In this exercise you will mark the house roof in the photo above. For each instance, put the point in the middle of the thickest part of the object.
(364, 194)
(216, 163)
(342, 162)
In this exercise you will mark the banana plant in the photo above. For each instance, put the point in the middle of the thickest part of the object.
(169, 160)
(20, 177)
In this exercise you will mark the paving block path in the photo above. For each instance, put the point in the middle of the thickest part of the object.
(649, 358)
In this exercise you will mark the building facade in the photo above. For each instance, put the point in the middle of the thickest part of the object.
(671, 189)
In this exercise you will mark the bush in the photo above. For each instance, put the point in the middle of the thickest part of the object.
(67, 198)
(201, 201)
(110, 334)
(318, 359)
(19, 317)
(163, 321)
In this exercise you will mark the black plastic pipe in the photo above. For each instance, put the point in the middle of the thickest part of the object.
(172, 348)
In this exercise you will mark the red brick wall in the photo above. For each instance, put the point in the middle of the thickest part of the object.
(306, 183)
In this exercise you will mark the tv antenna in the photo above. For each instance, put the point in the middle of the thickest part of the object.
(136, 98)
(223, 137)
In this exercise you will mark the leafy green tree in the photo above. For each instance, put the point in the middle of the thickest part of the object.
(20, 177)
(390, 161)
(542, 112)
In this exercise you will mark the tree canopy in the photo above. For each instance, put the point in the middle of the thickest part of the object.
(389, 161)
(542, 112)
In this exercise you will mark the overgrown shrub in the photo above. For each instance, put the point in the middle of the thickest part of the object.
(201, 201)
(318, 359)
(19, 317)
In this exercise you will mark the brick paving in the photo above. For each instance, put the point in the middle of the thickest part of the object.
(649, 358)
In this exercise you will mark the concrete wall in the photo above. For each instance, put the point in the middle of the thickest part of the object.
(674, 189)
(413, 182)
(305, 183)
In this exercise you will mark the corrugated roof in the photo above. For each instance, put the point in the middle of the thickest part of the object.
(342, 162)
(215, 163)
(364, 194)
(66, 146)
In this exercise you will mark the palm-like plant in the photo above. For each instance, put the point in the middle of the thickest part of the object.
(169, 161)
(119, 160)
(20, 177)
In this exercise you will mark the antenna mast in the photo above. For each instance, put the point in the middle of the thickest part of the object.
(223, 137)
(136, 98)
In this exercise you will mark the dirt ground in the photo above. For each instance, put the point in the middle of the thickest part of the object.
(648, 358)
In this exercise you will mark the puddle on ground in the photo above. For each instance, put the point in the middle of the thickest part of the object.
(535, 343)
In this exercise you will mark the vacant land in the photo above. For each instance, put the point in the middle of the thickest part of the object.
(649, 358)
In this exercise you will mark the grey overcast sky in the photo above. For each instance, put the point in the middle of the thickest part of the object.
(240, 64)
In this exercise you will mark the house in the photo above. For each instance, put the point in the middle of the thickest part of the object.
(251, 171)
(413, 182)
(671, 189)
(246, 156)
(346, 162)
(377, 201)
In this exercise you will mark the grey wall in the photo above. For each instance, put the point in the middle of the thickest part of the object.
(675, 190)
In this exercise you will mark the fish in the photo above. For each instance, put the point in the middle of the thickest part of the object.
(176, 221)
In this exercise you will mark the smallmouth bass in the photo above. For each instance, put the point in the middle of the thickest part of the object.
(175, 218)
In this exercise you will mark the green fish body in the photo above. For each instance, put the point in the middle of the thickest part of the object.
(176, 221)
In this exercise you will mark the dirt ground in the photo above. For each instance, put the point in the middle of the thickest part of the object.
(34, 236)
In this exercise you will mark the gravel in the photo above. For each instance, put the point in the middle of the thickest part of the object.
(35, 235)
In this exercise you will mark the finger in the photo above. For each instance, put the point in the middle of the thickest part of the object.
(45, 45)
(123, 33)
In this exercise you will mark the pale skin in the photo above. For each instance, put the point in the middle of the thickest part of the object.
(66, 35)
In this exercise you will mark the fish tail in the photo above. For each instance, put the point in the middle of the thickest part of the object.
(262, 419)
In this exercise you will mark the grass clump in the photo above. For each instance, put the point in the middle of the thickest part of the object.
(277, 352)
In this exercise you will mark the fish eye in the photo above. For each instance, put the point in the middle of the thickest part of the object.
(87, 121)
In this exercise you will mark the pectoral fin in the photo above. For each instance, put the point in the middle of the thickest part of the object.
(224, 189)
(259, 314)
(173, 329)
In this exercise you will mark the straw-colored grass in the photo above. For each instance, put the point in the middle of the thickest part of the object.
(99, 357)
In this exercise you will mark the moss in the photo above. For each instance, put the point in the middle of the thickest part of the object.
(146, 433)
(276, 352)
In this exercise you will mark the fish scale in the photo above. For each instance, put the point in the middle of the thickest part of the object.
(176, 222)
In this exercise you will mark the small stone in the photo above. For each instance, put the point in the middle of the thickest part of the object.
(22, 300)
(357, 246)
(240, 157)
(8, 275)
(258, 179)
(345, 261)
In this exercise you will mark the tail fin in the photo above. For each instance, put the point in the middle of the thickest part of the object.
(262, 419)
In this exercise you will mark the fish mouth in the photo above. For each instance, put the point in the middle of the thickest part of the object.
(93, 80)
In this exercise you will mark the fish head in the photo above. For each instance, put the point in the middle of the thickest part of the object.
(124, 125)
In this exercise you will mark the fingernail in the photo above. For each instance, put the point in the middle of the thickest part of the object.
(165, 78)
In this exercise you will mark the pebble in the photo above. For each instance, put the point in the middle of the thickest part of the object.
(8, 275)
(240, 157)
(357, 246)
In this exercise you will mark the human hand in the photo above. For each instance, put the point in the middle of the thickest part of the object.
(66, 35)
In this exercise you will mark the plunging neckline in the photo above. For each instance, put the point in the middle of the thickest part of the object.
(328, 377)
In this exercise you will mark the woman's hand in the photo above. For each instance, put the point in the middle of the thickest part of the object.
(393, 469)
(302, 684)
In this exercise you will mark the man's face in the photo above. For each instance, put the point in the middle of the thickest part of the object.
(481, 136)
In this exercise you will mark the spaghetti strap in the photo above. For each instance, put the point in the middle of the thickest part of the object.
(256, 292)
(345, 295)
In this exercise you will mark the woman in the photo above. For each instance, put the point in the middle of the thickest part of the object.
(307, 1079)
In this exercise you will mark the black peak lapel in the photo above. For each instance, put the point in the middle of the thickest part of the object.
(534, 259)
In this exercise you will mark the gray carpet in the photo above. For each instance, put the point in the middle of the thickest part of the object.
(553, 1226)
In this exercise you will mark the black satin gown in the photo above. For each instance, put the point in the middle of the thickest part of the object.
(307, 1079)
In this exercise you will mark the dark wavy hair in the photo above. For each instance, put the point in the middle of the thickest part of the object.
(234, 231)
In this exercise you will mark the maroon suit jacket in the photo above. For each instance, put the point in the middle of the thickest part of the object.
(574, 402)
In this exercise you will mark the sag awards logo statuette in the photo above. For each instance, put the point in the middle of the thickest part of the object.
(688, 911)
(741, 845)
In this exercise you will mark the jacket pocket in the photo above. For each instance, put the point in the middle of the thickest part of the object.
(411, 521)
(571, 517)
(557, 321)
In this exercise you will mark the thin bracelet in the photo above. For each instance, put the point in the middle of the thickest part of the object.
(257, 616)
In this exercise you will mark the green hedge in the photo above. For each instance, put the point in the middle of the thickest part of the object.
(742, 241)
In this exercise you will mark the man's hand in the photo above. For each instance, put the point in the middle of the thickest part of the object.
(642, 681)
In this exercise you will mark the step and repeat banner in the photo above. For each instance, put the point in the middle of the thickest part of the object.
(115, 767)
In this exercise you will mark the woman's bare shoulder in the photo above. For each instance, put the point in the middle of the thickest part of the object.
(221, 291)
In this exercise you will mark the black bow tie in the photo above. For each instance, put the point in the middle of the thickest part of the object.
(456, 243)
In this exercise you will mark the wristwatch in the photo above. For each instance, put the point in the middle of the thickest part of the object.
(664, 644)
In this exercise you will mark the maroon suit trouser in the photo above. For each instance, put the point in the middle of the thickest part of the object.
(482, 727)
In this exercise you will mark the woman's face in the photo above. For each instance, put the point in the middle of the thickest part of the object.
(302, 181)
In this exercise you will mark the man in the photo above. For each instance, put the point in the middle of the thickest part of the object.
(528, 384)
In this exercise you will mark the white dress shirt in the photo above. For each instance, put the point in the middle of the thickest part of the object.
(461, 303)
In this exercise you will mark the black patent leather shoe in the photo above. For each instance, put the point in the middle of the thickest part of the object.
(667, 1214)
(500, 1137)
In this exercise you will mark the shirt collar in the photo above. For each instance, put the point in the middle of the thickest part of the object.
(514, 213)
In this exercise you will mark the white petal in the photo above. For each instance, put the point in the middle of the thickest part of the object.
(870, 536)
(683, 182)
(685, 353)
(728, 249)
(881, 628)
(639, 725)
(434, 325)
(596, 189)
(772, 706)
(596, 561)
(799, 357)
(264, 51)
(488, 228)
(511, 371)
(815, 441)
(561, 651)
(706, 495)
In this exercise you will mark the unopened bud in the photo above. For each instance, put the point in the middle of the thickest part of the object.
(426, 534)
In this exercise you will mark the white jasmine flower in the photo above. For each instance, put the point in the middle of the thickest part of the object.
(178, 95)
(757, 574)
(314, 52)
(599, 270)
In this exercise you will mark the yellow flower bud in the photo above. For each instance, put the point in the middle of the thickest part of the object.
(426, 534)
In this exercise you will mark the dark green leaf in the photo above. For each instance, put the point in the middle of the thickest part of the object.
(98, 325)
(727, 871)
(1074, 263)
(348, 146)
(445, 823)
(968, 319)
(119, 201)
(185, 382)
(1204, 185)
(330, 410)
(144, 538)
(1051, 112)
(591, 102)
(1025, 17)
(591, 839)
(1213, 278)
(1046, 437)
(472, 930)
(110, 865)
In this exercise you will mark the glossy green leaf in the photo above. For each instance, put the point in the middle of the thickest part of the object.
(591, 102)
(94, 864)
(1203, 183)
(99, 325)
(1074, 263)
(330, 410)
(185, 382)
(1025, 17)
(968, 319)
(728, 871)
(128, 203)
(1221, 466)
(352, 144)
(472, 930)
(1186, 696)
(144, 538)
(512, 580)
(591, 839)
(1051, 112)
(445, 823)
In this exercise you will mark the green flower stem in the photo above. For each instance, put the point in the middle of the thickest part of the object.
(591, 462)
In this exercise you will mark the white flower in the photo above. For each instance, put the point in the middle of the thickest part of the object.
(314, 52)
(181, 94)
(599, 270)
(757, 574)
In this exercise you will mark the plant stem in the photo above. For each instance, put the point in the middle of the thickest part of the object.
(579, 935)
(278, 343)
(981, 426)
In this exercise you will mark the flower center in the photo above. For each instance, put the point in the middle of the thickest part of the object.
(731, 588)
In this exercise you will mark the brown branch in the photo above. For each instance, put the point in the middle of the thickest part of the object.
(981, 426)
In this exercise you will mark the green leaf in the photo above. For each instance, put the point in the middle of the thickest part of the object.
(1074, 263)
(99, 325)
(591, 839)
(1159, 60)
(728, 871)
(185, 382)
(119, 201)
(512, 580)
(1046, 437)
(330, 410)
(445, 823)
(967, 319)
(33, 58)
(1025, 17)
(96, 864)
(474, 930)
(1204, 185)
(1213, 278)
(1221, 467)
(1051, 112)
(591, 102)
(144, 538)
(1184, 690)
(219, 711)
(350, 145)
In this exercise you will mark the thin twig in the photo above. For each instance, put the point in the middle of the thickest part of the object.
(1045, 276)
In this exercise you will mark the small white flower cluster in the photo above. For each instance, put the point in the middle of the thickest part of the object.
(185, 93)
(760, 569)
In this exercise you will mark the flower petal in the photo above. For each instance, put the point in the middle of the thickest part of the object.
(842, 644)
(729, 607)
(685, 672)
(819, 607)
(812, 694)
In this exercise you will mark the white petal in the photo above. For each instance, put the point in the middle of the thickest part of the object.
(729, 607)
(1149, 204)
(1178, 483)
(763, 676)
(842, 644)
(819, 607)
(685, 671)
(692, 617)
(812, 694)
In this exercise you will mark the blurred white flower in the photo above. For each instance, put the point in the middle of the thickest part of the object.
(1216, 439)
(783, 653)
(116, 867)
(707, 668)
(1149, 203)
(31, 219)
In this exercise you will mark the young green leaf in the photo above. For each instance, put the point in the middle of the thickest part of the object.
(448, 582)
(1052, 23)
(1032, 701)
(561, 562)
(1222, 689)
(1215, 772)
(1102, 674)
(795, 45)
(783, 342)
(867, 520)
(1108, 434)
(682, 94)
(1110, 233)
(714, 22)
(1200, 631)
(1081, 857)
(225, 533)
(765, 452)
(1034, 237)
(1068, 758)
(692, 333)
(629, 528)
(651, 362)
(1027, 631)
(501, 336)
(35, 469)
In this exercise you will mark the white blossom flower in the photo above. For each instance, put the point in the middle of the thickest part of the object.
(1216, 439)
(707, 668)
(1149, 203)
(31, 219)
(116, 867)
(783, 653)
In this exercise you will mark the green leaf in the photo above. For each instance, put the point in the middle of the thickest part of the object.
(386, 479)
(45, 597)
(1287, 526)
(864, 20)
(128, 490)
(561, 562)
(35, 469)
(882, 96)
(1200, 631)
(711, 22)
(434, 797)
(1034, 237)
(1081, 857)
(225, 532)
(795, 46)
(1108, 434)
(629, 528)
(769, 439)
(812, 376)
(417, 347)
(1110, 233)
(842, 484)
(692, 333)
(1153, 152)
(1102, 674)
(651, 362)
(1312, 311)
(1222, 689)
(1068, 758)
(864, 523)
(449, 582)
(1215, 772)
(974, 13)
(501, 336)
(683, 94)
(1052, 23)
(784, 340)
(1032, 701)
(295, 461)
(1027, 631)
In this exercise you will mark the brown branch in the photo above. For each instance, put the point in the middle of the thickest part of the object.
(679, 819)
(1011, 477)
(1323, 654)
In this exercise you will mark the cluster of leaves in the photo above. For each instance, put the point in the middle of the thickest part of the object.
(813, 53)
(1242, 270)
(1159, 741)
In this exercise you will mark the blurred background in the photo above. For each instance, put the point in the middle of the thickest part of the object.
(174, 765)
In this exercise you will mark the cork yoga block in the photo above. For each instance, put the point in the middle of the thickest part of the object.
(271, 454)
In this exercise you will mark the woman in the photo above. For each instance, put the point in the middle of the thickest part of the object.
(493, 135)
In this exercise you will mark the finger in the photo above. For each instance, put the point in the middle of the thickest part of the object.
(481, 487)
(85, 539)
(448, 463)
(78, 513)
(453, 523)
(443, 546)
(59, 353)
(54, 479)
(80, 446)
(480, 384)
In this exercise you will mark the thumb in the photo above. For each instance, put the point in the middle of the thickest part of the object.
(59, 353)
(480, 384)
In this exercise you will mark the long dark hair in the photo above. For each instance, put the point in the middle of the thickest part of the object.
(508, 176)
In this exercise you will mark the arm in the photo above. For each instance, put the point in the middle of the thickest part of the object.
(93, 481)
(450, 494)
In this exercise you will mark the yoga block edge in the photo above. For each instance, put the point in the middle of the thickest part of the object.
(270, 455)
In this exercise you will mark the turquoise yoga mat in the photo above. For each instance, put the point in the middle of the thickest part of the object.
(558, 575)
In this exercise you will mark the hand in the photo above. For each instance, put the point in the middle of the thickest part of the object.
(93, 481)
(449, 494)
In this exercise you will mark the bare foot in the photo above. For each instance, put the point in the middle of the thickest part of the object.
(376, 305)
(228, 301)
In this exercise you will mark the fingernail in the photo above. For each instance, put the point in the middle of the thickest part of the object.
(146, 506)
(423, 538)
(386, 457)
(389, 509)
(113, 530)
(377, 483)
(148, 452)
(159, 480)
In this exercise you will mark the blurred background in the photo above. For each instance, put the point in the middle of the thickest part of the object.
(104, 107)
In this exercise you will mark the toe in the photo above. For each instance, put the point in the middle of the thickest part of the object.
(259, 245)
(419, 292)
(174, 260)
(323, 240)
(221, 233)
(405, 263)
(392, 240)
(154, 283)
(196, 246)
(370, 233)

Exercise aim. Set down only these lines, exactly: the line containing "In this exercise you will mark the thumb" and each line after it, through the end of the listing.

Response.
In this exercise you will mark the thumb in the photo above. For each instance, put the point in the middle of the thickest part of the object.
(59, 353)
(480, 384)
In this exercise you will mark the long dark hair in the photo above. For each instance, put the point in the middle of the thickest part of the object.
(508, 176)
In this exercise you will mark the arm in the photo above. For each instance, put the point in the middle of the thickest part of the object.
(93, 481)
(450, 494)
In this exercise you will mark the yoga block edge in the photo above. For each instance, put the point in the middle of the thickest part of the object.
(270, 455)
In this exercise you will mark the turquoise yoga mat in the photo above. For each instance, put the point in the middle of the thickest part of the object.
(558, 575)
In this exercise you will mark the hand in the photo above. For each instance, put the point in the middle of the thickest part of the object.
(93, 481)
(449, 494)
In this exercise you will mark the bare foot in the photo above. For each instance, put the point in the middle of the thickest part of the object.
(376, 305)
(228, 301)
In this exercise you will mark the fingernail in the photo above. For each instance, put the point in the middle of the thickest part of the object.
(146, 506)
(423, 538)
(386, 457)
(389, 509)
(113, 530)
(377, 483)
(148, 452)
(159, 480)
In this exercise you will mark the blurred background in the photo above. For each instance, put the point in the middle of the thickest part of the object.
(104, 107)
In this exercise you will mark the toe in the photo above. For each instance, put the point in the middle of the thickest part of the object.
(259, 245)
(419, 292)
(174, 260)
(323, 240)
(221, 233)
(405, 263)
(392, 240)
(154, 283)
(196, 246)
(370, 233)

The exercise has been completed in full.